In such circumstances, many financial institutions have been presented with limited options, either to merge or fade away in the face of higher capital requirements. In case of banks, sponsors who could neither inject cash nor raise it from shareholders in right issues, have opted for merger with larger banks. In earlier M&A activity, numerous smaller banks dissolved into bigger banks and several combined assets to form new banks.

Only recently the Mansha-group controlled Arif Habib Bank merged with Atlas Bank to create the Summit Bank. “Merger stories abound in most sectors including energy, power, fertiliser, leasing, modarabas, insurance and cement”, says Hamad Aslam, Group Head of Equities at BMA Equities. In cement sector, as competition and over capacity continue to bite on market share, it all boils down to the survival of the fittest.

Smaller cement companies are looking at the giants for survival in the sea of financial crisis. Ali Tabba, chairman of Lucky Cement, one of the largest cement companies in the country, however said there were no firm merger deals in the pipeline.

Yet, he agreed that going forward, highly leveraged smaller companies running short on cash flows, could have to use the M&A option.

In case of insurance just like banking, the concentration appears to be on developing fewer and stronger entities rather than retaining large number of weak and sick units. The MCR for non-life insurance companies has been pushed higher to Rs300 million, from Rs250 million last year. Dozens of smaller insurance companies finding it difficult to swim in a sea of competition mainly due to their smaller equity base and unable to wipe out the red from their balance sheet, have already bled to death.

Some years ago, The Orient Insurance Company merged business with Islamabad-based Business and Industrial Insurance Company. The tie-up marked not only the first merger among country’s insurance companies, but also identified a trend of intra-group mergers.

In contrast to the past when M&A activity was concentrated mainly in group companies, investors were witnessing growing number of corporate marriages outside the clan. For the first time, it appears that the local entrepreneur or “Seth” is opting to risk sharing the control of a merged company with someone outside the family fold. But market analysts suggest that such an urge to merge has been piqued as much by choice as from force of circumstances.

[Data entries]
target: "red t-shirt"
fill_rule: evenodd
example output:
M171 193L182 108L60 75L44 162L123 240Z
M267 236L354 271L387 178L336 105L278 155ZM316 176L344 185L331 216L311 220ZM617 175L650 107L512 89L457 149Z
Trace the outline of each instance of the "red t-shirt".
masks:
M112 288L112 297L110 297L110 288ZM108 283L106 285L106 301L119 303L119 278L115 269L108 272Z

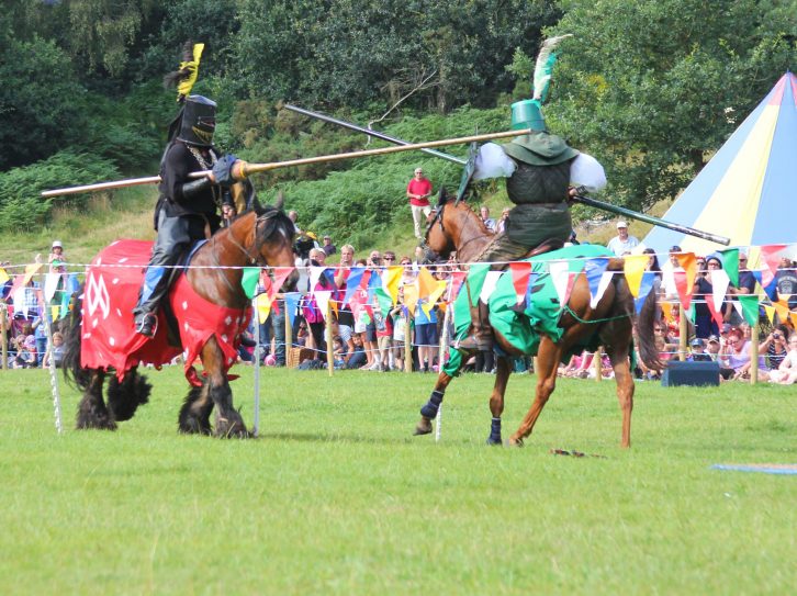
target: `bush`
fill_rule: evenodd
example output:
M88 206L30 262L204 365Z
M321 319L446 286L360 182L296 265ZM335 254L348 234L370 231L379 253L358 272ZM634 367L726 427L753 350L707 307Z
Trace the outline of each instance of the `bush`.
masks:
M90 184L120 178L108 159L88 154L60 151L53 157L0 173L0 230L31 230L47 218L53 199L43 199L48 189ZM55 199L82 204L87 194Z

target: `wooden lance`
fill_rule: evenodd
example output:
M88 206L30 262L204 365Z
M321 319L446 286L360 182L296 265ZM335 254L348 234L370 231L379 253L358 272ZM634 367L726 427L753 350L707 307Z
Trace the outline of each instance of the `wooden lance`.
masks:
M483 135L463 136L459 138L444 138L441 140L428 140L426 143L409 143L398 147L382 147L380 149L367 149L364 151L351 151L346 154L322 155L318 157L304 157L301 159L290 159L288 161L273 161L270 164L248 164L238 160L233 166L233 177L243 180L252 173L276 170L278 168L291 168L295 166L307 166L310 164L323 164L327 161L340 161L344 159L356 159L359 157L373 157L379 155L390 155L400 151L415 151L433 147L446 147L448 145L460 145L468 143L478 143L481 140L491 140L493 138L507 138L510 136L526 135L531 130L524 128L520 131L504 131L502 133L489 133ZM202 178L210 176L211 170L195 171L189 175L190 178ZM126 187L135 187L139 184L157 184L160 182L159 176L148 178L132 178L127 180L119 180L116 182L100 182L98 184L86 184L82 187L71 187L66 189L47 190L42 193L43 198L60 196L63 194L78 194L81 192L96 192L100 190L122 189Z
M290 110L291 112L296 112L299 114L303 114L305 116L314 117L317 120L322 120L324 122L328 122L330 124L337 124L338 126L343 126L344 128L348 128L350 131L356 131L358 133L363 133L366 135L372 136L374 138L381 138L382 140L386 140L389 143L394 143L396 145L402 145L404 147L411 147L412 145L402 140L401 138L396 138L390 135L386 135L384 133L380 133L378 131L372 131L370 128L366 128L363 126L358 126L357 124L352 124L350 122L346 122L345 120L339 120L333 116L328 116L326 114L321 114L318 112L313 112L311 110L305 110L304 108L299 108L296 105L291 104L284 104L283 105L285 110ZM516 131L517 135L526 134L526 131ZM509 135L512 136L512 135ZM425 154L428 154L433 157L438 157L440 159L446 159L447 161L451 161L453 164L459 164L461 166L464 166L467 161L464 159L461 159L459 157L456 157L453 155L445 154L442 151L435 151L429 148L420 148ZM617 215L622 215L625 217L629 217L631 220L639 220L640 222L646 222L648 224L652 224L654 226L659 227L665 227L667 229L672 229L673 232L680 232L681 234L687 234L689 236L696 236L698 238L703 238L704 240L710 240L712 243L720 244L722 246L728 246L730 244L730 238L726 238L725 236L718 236L716 234L711 234L709 232L703 232L700 229L695 229L694 227L684 226L681 224L676 224L673 222L667 222L665 220L661 220L659 217L654 217L652 215L647 215L644 213L639 213L637 211L631 211L630 209L620 207L617 205L613 205L611 203L605 203L603 201L598 201L596 199L592 199L590 196L581 196L576 195L573 196L572 200L576 203L581 203L583 205L587 205L591 207L599 209L603 211L608 211L609 213L615 213Z

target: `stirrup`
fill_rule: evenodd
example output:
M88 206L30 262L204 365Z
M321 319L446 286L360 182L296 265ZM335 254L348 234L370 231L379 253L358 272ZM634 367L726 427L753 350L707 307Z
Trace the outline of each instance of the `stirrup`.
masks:
M153 313L144 313L136 324L136 333L144 337L153 337L158 330L158 317Z

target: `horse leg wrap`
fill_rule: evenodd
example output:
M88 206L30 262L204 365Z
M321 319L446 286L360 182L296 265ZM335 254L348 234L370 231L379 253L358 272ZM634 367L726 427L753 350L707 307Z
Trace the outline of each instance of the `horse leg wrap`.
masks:
M420 408L420 415L424 418L429 418L430 420L437 418L437 411L440 409L442 396L444 393L441 391L433 391L429 401L426 402L426 405Z
M501 418L496 418L495 416L493 416L493 421L490 425L487 445L501 445Z

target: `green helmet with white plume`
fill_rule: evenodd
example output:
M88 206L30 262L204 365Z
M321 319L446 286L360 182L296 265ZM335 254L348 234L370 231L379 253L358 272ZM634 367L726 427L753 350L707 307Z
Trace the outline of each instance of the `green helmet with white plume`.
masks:
M557 61L555 47L565 37L559 35L542 43L535 66L532 97L528 100L512 104L513 130L531 128L535 133L516 137L512 143L504 145L504 151L524 164L532 166L550 166L573 159L579 151L555 135L548 134L546 121L542 117L542 102L548 99L548 89L551 83L551 71Z

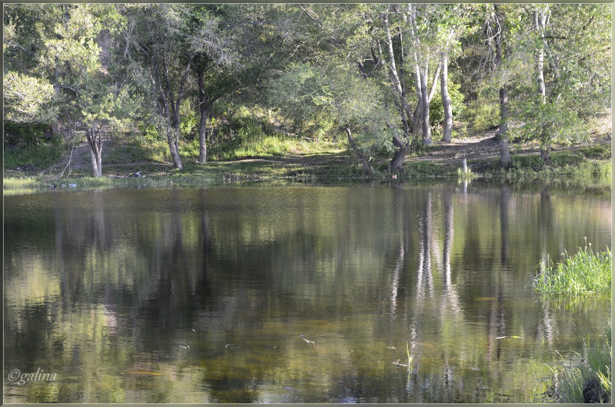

**Directions:**
1. From the passage on mergers in Pakistan's financial and cement sectors, repeat the part starting with "Some years ago, The" and going on through "of intra-group mergers.".
2. Go on with the passage on mergers in Pakistan's financial and cement sectors from its last sentence.

**Replies:**
1.
Some years ago, The Orient Insurance Company merged business with Islamabad-based Business and Industrial Insurance Company. The tie-up marked not only the first merger among country’s insurance companies, but also identified a trend of intra-group mergers.

2.
While most experts view the intra-group mergers as a positive development for the country’s corporate sector, some look down upon them as ‘forced’ marriages, which have a high probability of hitting the rocks. But the other kind of company integrations—those between local companies belonging to the same group—have also been dismissed by many analysts as merely ‘paper mergers’.

The earliest of those was the 1995 merger of Raza Textiles with sister concern, Umer Fabrics. The year 1997 saw a bevy of tie-ups among group companies. The M&A activity currently abounds in almost all sectors. The KSE website posts two deals this year: Merger of Royal Bank of Scotland into Faysal Bank on Jan 3 and Atlas Bank amalgamation into the newly formed Summit Bank on Jan 11.

The year 2008 also saw the much celebrated marriage of PICIC with NIB Bank. And analysts say that Agritech, with 80 per cent stake held by Azgard Nine, is now up for sale, with huge conglomerates such as Fauji Foundations expressing interest in the deal. Except for Mansha group’s take-over of Adamjee Insurance, there have been no big hostile deals. And cross border M&A is yet a distant dream. The vice and virtues of M&A activity have triggered a debate among entrepreneurs. Detractors say that it results in enhanced political and economic power of the conglomerates.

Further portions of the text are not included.